• _Your assignment_
Give back every record exactly as written.

──────────

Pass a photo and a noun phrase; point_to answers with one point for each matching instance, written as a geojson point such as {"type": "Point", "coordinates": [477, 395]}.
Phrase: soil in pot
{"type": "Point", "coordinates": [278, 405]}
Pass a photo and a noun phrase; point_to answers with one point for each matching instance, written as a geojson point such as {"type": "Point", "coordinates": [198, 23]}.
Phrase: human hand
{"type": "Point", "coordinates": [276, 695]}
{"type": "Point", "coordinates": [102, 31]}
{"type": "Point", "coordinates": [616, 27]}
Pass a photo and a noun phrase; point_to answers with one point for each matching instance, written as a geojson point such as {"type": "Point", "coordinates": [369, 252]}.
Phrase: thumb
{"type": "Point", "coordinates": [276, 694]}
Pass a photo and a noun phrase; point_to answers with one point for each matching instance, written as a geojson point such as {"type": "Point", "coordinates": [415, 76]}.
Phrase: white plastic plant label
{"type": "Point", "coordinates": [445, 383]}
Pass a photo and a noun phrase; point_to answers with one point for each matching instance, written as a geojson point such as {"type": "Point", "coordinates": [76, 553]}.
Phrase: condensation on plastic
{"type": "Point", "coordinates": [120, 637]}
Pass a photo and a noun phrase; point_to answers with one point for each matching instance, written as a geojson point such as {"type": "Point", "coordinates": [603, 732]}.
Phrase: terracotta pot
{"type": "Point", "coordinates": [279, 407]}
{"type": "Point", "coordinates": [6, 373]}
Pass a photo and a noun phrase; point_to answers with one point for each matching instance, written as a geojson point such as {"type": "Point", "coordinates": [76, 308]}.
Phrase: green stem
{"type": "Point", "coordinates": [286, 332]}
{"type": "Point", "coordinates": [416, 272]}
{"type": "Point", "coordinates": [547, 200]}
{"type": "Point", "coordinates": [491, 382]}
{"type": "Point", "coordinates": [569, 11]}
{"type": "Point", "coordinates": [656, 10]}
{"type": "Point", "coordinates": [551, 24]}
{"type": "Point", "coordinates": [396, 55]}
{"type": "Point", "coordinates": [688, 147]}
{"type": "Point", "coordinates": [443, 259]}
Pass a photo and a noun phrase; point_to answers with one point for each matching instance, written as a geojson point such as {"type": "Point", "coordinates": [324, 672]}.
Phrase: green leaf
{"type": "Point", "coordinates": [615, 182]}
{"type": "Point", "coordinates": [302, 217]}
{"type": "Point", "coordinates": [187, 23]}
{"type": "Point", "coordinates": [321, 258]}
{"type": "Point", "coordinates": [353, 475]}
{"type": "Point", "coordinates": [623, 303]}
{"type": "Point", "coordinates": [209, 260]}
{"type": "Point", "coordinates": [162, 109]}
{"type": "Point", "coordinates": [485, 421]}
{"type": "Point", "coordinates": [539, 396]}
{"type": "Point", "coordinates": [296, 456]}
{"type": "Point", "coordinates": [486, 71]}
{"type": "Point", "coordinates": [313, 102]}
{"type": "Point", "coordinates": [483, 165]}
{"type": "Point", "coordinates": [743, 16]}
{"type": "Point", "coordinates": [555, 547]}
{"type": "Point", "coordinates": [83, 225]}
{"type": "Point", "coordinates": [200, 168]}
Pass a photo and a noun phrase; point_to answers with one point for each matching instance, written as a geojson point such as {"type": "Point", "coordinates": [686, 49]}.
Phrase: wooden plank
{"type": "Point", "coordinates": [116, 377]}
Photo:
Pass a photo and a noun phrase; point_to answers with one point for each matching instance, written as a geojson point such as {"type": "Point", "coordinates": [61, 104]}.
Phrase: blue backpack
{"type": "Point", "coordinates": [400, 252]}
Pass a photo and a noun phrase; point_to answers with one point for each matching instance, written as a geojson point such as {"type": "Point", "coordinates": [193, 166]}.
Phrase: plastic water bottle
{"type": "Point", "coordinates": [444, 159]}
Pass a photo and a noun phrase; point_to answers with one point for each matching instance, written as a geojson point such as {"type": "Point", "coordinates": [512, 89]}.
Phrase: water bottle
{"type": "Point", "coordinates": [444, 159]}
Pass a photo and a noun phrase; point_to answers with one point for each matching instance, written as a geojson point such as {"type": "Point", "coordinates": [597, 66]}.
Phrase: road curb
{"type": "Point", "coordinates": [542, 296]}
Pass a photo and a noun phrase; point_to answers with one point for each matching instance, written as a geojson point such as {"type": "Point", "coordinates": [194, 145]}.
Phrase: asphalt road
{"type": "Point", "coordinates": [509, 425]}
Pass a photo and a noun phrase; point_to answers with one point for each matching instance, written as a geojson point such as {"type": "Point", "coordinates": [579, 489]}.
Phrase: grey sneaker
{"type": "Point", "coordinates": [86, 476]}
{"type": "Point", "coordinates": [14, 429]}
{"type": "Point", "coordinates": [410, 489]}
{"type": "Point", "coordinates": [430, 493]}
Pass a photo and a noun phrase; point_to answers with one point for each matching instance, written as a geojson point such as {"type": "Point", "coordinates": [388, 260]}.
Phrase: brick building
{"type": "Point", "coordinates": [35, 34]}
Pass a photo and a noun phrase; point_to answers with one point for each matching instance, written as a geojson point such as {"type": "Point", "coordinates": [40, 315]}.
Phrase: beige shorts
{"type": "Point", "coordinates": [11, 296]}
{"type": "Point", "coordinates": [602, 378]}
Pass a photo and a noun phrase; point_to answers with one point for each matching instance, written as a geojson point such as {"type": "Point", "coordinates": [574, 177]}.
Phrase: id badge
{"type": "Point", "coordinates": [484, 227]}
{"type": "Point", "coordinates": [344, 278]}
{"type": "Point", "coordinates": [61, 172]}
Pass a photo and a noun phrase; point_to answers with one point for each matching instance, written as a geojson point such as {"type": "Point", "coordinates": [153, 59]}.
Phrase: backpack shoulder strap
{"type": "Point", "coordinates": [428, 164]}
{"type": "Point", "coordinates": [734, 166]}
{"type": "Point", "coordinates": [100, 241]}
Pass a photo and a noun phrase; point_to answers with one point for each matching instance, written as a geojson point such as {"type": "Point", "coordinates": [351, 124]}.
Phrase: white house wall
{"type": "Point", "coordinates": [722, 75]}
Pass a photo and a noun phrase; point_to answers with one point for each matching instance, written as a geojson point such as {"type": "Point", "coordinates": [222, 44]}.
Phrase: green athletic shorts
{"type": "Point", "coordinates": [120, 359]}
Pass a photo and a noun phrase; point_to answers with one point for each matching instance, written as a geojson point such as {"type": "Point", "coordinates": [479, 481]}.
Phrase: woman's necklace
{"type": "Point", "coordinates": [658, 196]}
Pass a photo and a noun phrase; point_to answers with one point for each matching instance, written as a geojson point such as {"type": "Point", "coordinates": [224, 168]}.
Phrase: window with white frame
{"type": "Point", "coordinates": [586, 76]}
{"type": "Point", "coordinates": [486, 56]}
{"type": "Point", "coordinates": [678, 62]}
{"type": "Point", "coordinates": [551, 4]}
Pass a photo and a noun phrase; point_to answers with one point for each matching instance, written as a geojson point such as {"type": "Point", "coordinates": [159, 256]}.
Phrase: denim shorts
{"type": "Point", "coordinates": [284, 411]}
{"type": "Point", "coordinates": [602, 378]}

──────────

• _Task answer_
Pass a photo and a noun phrase; point_to answers with one point for each matching instance, written as a geojson point such as {"type": "Point", "coordinates": [477, 395]}.
Phrase: soil in pot
{"type": "Point", "coordinates": [278, 405]}
Pass a photo and a noun phrase; point_to answers with one point for each matching instance, written as a geojson point such as {"type": "Point", "coordinates": [198, 23]}.
Phrase: human hand
{"type": "Point", "coordinates": [276, 695]}
{"type": "Point", "coordinates": [102, 31]}
{"type": "Point", "coordinates": [616, 27]}
Pass a photo and a noun phrase; point_to answers with one point for each matching instance, written as a geojson point such as {"type": "Point", "coordinates": [369, 252]}.
Phrase: thumb
{"type": "Point", "coordinates": [276, 694]}
Pass a photo and a noun phrase; point_to answers with one point for each matching instance, written as a geojson point such as {"type": "Point", "coordinates": [415, 76]}.
Phrase: white plastic plant label
{"type": "Point", "coordinates": [445, 383]}
Pass a photo and a noun phrase; point_to answers with one point for each matching instance, written as a geojson point such as {"type": "Point", "coordinates": [76, 553]}.
Phrase: condensation on plastic
{"type": "Point", "coordinates": [120, 637]}
Pass a photo and a noun phrase; point_to answers with one point for each matching instance, written as a geojson point such as {"type": "Point", "coordinates": [603, 732]}.
Phrase: terracotta pot
{"type": "Point", "coordinates": [279, 407]}
{"type": "Point", "coordinates": [6, 373]}
Pass a photo and a noun phrase; point_to answers with one point for each matching instance, written as a geojson point such as {"type": "Point", "coordinates": [76, 308]}.
Phrase: green stem
{"type": "Point", "coordinates": [286, 332]}
{"type": "Point", "coordinates": [416, 272]}
{"type": "Point", "coordinates": [547, 200]}
{"type": "Point", "coordinates": [491, 382]}
{"type": "Point", "coordinates": [569, 11]}
{"type": "Point", "coordinates": [656, 10]}
{"type": "Point", "coordinates": [551, 24]}
{"type": "Point", "coordinates": [396, 55]}
{"type": "Point", "coordinates": [688, 147]}
{"type": "Point", "coordinates": [443, 259]}
Pass a photo and a noun phrase; point_to answers with one point for each matching instance, written as a geojson point such as {"type": "Point", "coordinates": [324, 672]}.
Phrase: green leaf
{"type": "Point", "coordinates": [615, 182]}
{"type": "Point", "coordinates": [302, 217]}
{"type": "Point", "coordinates": [187, 23]}
{"type": "Point", "coordinates": [321, 258]}
{"type": "Point", "coordinates": [353, 475]}
{"type": "Point", "coordinates": [623, 303]}
{"type": "Point", "coordinates": [209, 260]}
{"type": "Point", "coordinates": [162, 109]}
{"type": "Point", "coordinates": [485, 421]}
{"type": "Point", "coordinates": [539, 396]}
{"type": "Point", "coordinates": [296, 456]}
{"type": "Point", "coordinates": [486, 71]}
{"type": "Point", "coordinates": [313, 102]}
{"type": "Point", "coordinates": [483, 165]}
{"type": "Point", "coordinates": [743, 16]}
{"type": "Point", "coordinates": [555, 547]}
{"type": "Point", "coordinates": [83, 225]}
{"type": "Point", "coordinates": [200, 168]}
Pass a photo and a noun phrase; point_to answers with one point for each matching instance, written as a geojson point such as {"type": "Point", "coordinates": [686, 49]}.
Phrase: wooden plank
{"type": "Point", "coordinates": [116, 377]}
Photo:
Pass a photo and a noun phrase; point_to answers with one point for each matching instance, written as a geojson point such as {"type": "Point", "coordinates": [61, 104]}.
Phrase: blue backpack
{"type": "Point", "coordinates": [400, 252]}
Pass a photo and a noun phrase; point_to answers with one point for each matching instance, written as a geojson point such as {"type": "Point", "coordinates": [193, 166]}.
Phrase: plastic water bottle
{"type": "Point", "coordinates": [444, 159]}
Pass a photo and a noun phrase; point_to answers with one point for each matching instance, written as a geojson point such as {"type": "Point", "coordinates": [512, 89]}.
Phrase: water bottle
{"type": "Point", "coordinates": [444, 159]}
Pass a photo and a noun phrase; point_to answers with one point for each matching instance, written as a geojson point such as {"type": "Point", "coordinates": [597, 66]}.
Phrase: road curb
{"type": "Point", "coordinates": [542, 296]}
Pass a photo and a noun phrase; point_to answers with one point for each matching instance, written as a geojson point such as {"type": "Point", "coordinates": [194, 145]}.
Phrase: asphalt road
{"type": "Point", "coordinates": [509, 425]}
Pass a photo and a noun phrase; point_to answers with one point for each matching instance, written as a geojson point such as {"type": "Point", "coordinates": [579, 489]}.
Phrase: grey sneaker
{"type": "Point", "coordinates": [86, 476]}
{"type": "Point", "coordinates": [14, 429]}
{"type": "Point", "coordinates": [410, 489]}
{"type": "Point", "coordinates": [430, 493]}
Pass a photo and a noun phrase; point_to answers with one point for each matching instance, written as a geojson point such as {"type": "Point", "coordinates": [388, 260]}.
Phrase: brick building
{"type": "Point", "coordinates": [35, 34]}
Pass a photo and a noun phrase; point_to answers with one point for each matching instance, written as a geojson point such as {"type": "Point", "coordinates": [40, 315]}.
Phrase: beige shorts
{"type": "Point", "coordinates": [11, 296]}
{"type": "Point", "coordinates": [602, 378]}
Pass a photo and a noun phrase; point_to answers with one point for each matching instance, written as a geojson point such as {"type": "Point", "coordinates": [574, 177]}.
Phrase: id badge
{"type": "Point", "coordinates": [484, 227]}
{"type": "Point", "coordinates": [344, 278]}
{"type": "Point", "coordinates": [61, 172]}
Pass a photo and a noun phrase; point_to answers with one point for each matching instance, written as a geojson point such as {"type": "Point", "coordinates": [153, 59]}.
Phrase: backpack shoulder strap
{"type": "Point", "coordinates": [428, 164]}
{"type": "Point", "coordinates": [734, 166]}
{"type": "Point", "coordinates": [100, 241]}
Pass a photo and a noun phrase; point_to answers with one point for each matching instance, written as a geojson point such as {"type": "Point", "coordinates": [351, 124]}.
Phrase: white house wall
{"type": "Point", "coordinates": [722, 75]}
Pass a photo and a noun phrase; point_to answers with one point for each matching instance, written as a geojson point such as {"type": "Point", "coordinates": [222, 44]}.
Phrase: green athletic shorts
{"type": "Point", "coordinates": [120, 359]}
Pass a photo and a noun phrase; point_to answers with one point for each matching instance, written as a geojson point such as {"type": "Point", "coordinates": [479, 481]}.
Phrase: woman's necklace
{"type": "Point", "coordinates": [658, 196]}
Pass a photo and a noun phrase; point_to answers with one point for each matching instance, written as a geojson point such as {"type": "Point", "coordinates": [224, 168]}.
Phrase: window with white frame
{"type": "Point", "coordinates": [586, 76]}
{"type": "Point", "coordinates": [486, 56]}
{"type": "Point", "coordinates": [678, 62]}
{"type": "Point", "coordinates": [551, 4]}
Pass a photo and a noun phrase; point_to answers with one point for each matching instance, written as a geojson point such as {"type": "Point", "coordinates": [159, 256]}.
Phrase: denim shorts
{"type": "Point", "coordinates": [284, 411]}
{"type": "Point", "coordinates": [602, 378]}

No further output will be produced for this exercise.